------ MATERIAL PROVIDED ------

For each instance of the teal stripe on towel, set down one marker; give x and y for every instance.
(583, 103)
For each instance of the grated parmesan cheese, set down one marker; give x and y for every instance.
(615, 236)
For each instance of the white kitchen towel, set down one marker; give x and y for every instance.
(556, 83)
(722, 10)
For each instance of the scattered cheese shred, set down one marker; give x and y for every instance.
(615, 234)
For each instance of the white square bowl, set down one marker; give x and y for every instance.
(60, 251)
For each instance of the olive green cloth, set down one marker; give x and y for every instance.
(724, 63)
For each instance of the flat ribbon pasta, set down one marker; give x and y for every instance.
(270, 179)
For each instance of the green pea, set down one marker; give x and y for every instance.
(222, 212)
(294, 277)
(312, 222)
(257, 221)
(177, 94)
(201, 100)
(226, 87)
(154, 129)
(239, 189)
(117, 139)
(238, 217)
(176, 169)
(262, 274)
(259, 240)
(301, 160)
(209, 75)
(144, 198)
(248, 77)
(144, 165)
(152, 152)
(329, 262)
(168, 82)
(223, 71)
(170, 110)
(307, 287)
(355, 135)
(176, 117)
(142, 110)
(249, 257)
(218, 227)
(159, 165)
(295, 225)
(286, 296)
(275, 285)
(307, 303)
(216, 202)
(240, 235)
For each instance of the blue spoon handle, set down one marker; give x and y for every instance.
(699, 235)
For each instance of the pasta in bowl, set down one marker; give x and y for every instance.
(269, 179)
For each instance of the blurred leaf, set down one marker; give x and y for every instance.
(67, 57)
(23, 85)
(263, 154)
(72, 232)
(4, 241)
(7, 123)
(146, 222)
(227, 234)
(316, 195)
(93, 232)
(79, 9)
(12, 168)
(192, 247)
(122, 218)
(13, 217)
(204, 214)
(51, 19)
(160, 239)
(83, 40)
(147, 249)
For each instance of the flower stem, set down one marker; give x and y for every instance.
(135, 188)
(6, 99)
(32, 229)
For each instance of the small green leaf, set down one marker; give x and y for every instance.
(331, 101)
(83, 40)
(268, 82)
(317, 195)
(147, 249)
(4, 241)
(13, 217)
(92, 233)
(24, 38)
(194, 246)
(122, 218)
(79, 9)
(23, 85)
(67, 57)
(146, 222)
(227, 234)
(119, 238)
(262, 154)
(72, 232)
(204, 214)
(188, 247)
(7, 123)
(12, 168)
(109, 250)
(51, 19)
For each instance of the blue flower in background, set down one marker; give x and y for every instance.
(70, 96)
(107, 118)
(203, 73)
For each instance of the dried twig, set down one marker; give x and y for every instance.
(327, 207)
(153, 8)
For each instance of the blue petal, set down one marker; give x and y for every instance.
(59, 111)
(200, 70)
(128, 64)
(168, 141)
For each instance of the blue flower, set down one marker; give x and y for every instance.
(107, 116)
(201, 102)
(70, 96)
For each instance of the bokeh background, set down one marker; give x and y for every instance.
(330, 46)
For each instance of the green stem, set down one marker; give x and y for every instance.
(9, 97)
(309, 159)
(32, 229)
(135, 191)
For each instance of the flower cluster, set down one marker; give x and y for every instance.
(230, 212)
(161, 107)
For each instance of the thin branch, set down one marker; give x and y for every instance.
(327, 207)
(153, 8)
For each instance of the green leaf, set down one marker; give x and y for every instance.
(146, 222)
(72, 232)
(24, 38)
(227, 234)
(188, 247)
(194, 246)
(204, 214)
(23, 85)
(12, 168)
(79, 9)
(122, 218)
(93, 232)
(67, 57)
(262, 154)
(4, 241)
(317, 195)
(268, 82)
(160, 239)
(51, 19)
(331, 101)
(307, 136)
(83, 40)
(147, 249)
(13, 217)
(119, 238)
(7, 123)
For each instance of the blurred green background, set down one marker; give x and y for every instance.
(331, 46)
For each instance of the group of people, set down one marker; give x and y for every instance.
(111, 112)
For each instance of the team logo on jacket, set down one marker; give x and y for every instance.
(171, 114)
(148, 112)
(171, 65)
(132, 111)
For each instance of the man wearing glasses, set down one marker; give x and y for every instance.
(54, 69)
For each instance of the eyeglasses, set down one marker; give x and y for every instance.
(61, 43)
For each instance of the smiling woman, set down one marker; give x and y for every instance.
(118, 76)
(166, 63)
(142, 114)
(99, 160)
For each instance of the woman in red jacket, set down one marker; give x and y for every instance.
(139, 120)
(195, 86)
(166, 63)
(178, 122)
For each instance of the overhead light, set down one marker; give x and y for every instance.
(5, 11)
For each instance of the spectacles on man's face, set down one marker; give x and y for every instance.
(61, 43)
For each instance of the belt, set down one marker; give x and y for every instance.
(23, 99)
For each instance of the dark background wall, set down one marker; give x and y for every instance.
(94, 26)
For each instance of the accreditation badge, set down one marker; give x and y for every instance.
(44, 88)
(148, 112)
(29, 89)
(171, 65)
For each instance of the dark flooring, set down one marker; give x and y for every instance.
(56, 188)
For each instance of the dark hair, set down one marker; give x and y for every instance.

------

ACTIVITY:
Would you return, unchanged, the lines from the one containing "For each instance of the overhead" through the end of the entries?

TASK RESPONSE:
For each instance of the overhead light, set down one marker; give x and y for every instance.
(5, 11)
For each instance of the spectacles on man's face, set down one marker; give x and y for every instance.
(61, 43)
For each instance of the belt, set down one marker; give x and y for every instance.
(23, 99)
For each instance of the dark background wall, set down one marker; give x and y for every instance.
(94, 26)
For each instance of the accreditation badge, set down one marker; give x and y for every instance.
(44, 88)
(148, 112)
(29, 89)
(171, 65)
For each instance of the dark flooring, set down one marker; give x and y for every instance.
(56, 188)
For each instance of the dark hair, set down one marker; give x and y for every instance.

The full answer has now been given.